**** Data provided ****

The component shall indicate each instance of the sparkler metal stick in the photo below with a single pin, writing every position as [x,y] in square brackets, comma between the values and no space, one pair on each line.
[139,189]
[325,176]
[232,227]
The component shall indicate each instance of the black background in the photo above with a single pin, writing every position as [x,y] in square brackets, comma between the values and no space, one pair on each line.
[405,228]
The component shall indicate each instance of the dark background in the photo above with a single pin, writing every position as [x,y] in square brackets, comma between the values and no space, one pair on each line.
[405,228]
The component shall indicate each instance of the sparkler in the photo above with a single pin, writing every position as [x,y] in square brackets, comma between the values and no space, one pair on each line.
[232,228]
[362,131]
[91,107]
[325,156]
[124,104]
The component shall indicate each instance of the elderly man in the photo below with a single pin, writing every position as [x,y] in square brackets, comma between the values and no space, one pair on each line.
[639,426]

****
**** Data provided ****

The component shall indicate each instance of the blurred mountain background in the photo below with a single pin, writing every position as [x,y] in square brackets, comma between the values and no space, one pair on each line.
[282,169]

****

> [What you are asked to do] Show each line from the records above that contains the word "sparkler".

> [Response to the exercise]
The component shall indicate each instance of the sparkler metal stick in the photo below with a single pin, writing every position as [x,y] in square brackets, comma between the values and no space, one pair on each line.
The component shall indicate each instance of the sparkler in the photo above with a single pin, writing every position as [x,y] in square brackets, comma between the values and no space, one pair on each line.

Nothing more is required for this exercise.